▶ Goal of the exercise:
List every line in the items below that contains the string "shrub", copying each line in full. Matching is case-sensitive.
[Start of Listed records]
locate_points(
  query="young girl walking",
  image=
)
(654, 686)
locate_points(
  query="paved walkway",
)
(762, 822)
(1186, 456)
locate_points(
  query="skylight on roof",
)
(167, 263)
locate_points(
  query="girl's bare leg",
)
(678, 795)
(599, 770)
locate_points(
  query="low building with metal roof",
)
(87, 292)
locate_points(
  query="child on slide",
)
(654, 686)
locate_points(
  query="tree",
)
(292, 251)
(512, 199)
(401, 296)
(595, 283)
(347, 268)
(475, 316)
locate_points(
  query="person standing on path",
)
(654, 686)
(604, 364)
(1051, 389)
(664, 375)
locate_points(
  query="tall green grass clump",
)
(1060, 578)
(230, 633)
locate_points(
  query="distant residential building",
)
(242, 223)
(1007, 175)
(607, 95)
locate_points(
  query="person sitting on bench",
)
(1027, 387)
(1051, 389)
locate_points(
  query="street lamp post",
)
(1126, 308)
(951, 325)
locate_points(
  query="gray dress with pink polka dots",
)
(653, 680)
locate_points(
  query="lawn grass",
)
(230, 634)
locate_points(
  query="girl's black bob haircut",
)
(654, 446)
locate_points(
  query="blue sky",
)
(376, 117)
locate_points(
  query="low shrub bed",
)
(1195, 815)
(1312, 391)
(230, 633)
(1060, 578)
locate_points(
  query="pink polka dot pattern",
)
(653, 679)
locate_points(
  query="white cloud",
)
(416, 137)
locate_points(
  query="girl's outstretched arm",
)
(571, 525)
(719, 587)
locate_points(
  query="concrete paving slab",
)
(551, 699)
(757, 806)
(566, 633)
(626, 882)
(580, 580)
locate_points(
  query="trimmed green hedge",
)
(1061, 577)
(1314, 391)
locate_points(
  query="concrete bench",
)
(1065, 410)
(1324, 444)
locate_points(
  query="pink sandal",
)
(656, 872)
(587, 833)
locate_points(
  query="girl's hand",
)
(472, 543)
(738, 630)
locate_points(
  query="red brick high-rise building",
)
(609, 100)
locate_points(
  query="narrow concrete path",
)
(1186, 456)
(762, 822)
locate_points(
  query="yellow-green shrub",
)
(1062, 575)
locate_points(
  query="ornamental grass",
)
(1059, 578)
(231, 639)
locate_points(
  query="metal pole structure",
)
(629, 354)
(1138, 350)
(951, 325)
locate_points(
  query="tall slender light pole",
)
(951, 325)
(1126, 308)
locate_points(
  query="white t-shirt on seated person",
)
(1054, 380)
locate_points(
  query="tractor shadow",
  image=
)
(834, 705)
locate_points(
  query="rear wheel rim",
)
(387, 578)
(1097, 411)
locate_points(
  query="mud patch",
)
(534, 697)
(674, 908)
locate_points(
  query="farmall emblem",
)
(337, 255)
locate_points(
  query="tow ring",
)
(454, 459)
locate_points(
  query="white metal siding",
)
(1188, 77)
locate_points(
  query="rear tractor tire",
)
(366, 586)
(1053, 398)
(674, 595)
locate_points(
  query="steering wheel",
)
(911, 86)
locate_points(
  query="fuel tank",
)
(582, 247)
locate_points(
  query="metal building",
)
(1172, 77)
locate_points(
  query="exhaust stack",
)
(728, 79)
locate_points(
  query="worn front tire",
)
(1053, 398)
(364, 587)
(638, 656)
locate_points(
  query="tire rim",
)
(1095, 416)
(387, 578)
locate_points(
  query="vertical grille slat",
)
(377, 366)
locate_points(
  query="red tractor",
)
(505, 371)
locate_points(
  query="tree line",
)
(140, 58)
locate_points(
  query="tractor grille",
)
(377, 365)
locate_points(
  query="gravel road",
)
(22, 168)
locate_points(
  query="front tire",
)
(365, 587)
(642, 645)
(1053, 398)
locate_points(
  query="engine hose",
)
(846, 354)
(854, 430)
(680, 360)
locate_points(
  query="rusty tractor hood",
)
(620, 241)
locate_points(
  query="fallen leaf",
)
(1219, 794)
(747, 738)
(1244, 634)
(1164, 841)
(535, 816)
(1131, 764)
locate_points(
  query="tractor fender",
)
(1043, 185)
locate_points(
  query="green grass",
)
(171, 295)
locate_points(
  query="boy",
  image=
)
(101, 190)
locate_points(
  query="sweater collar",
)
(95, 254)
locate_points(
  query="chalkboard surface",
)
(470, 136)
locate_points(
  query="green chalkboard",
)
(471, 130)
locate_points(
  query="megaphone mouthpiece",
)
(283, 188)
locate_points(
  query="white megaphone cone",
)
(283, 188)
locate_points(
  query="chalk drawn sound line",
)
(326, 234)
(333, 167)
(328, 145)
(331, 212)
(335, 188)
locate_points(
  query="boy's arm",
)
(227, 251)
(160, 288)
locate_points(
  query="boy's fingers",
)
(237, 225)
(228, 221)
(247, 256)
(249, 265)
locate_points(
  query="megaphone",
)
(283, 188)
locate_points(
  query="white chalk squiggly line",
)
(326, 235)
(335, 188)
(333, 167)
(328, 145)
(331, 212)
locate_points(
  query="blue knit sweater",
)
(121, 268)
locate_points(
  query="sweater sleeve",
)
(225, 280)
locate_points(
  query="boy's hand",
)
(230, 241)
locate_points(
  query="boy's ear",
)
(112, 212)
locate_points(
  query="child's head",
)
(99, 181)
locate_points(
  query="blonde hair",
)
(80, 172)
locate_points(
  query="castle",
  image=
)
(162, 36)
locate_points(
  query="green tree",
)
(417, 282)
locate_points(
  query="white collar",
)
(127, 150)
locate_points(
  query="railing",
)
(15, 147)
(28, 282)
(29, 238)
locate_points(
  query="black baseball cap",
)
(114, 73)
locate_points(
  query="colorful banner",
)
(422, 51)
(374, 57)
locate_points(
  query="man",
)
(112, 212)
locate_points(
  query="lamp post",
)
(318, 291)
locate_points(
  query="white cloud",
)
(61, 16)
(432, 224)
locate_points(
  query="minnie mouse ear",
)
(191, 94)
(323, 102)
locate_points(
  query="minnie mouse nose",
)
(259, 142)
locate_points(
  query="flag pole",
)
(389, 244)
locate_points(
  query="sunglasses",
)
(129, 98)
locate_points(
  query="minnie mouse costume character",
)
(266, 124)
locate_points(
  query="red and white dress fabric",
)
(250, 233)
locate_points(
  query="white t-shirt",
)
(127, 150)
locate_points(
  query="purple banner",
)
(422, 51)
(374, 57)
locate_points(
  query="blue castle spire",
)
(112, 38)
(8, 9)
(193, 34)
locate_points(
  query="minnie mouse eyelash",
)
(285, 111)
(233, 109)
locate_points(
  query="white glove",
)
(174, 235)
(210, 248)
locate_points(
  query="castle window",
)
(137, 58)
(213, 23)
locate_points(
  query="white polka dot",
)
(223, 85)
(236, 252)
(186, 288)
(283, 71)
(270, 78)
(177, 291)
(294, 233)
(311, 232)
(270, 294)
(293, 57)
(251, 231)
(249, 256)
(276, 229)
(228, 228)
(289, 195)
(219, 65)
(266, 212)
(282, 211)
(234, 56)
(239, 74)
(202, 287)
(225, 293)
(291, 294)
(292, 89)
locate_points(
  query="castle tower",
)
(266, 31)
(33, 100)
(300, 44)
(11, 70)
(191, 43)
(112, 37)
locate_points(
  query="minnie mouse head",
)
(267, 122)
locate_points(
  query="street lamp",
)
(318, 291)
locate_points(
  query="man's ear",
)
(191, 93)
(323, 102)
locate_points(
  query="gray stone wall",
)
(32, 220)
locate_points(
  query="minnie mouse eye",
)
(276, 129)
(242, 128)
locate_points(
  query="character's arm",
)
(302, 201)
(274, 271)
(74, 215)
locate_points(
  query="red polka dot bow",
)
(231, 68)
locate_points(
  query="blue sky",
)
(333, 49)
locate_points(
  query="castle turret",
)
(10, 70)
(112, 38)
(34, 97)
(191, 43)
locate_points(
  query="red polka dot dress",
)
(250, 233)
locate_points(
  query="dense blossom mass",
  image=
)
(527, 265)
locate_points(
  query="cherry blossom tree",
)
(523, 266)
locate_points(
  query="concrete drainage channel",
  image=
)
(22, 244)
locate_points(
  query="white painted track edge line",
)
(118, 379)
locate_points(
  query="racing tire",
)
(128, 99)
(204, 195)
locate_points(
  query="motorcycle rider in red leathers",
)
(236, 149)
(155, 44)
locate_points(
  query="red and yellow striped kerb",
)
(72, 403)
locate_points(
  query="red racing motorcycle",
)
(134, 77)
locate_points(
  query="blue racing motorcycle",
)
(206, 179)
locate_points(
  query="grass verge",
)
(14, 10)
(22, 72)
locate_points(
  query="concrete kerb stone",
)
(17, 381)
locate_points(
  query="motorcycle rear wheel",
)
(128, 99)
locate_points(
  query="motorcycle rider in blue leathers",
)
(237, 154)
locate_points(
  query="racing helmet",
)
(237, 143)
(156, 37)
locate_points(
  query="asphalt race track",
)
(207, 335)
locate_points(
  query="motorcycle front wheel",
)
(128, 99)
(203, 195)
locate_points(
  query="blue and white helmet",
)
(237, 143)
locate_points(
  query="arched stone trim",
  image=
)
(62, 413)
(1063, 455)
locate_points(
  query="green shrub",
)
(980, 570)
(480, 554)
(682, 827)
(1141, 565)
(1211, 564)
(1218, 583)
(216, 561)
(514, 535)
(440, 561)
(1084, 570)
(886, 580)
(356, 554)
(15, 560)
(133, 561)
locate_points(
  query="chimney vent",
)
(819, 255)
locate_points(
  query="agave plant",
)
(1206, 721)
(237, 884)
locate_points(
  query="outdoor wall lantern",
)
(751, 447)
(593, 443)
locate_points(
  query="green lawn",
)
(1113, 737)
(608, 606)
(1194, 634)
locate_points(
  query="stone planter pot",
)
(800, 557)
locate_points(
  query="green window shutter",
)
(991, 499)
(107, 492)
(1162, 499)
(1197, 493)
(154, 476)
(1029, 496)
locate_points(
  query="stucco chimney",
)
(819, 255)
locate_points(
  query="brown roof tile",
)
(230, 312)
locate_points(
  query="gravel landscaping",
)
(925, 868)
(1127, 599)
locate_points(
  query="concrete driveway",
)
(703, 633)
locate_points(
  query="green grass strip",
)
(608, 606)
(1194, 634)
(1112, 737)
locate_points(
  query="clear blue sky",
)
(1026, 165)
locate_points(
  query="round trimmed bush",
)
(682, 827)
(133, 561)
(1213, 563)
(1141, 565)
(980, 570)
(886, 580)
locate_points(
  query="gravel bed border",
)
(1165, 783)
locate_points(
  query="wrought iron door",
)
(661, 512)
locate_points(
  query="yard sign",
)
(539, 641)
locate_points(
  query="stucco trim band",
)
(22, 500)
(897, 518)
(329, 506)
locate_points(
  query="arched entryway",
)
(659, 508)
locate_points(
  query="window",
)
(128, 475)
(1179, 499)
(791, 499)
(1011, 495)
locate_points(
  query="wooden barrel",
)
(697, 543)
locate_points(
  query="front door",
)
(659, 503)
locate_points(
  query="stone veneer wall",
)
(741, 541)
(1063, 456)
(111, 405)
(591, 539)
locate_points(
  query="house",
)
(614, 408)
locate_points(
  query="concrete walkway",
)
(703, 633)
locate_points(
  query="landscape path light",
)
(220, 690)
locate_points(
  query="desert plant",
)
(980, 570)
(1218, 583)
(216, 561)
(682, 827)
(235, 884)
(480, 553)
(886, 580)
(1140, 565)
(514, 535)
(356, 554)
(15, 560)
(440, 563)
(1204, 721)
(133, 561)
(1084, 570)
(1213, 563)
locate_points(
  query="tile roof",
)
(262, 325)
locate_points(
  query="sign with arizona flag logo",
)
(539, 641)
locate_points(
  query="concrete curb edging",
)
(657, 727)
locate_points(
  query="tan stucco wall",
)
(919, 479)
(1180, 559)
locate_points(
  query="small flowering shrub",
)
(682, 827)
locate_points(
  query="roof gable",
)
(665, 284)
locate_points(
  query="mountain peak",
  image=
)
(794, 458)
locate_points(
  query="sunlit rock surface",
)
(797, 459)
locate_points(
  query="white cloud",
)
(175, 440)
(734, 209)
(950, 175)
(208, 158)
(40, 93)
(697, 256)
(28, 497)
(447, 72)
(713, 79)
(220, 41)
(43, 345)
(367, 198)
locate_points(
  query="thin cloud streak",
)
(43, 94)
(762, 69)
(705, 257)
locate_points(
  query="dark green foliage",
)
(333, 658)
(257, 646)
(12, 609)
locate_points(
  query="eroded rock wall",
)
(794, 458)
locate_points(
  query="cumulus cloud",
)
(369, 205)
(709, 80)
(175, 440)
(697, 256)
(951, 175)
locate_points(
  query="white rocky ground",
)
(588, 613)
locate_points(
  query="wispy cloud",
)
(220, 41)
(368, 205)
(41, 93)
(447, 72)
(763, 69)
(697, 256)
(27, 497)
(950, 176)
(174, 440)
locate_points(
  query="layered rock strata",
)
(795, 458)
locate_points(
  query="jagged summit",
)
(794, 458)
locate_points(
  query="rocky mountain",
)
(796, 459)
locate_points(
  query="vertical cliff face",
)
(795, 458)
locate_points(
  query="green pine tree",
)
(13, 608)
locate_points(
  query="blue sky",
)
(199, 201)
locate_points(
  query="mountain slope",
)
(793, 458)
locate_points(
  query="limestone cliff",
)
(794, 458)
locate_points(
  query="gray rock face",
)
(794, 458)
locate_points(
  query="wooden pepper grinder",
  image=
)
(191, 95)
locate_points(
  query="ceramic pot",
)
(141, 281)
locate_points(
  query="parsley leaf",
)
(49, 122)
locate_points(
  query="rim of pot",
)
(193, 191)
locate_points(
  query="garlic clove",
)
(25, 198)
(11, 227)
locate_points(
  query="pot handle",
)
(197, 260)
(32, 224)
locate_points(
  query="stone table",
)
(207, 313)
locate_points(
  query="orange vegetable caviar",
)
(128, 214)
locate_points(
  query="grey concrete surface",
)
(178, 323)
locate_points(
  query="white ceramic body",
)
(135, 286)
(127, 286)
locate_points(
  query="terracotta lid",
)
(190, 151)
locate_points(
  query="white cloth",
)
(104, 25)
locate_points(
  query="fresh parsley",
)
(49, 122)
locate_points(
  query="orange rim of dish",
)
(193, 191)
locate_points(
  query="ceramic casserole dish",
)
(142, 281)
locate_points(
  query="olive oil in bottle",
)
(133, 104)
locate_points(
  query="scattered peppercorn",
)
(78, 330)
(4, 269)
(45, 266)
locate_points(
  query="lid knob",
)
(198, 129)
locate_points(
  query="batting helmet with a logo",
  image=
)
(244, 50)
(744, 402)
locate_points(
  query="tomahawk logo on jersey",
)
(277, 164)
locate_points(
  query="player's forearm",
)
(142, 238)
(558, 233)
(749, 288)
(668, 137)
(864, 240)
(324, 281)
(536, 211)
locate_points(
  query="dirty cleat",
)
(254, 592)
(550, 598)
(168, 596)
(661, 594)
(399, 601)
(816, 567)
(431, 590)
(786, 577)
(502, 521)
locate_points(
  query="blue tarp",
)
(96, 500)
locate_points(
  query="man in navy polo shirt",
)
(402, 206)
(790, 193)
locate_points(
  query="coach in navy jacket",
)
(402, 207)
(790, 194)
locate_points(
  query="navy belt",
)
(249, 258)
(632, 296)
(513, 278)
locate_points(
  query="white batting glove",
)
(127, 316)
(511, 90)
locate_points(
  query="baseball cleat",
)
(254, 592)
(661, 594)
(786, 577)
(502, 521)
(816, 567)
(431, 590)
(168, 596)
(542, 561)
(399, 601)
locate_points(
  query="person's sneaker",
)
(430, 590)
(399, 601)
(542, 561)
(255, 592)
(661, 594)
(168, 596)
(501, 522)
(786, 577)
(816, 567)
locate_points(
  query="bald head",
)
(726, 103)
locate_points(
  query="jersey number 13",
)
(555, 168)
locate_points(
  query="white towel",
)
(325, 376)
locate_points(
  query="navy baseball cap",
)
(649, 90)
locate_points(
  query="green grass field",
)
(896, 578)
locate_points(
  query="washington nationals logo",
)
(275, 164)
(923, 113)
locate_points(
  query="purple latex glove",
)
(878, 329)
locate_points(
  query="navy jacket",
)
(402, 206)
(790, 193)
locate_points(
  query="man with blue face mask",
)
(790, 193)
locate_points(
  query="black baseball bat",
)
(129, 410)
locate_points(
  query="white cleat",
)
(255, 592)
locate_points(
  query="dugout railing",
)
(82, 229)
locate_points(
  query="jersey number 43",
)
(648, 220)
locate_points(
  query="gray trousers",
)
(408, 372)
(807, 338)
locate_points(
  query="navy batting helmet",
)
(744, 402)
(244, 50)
[End of Listed records]
▶ Response:
  query="low shrub bed",
  query="yellow-green shrub",
  query="green shrub",
  query="small flowering shrub",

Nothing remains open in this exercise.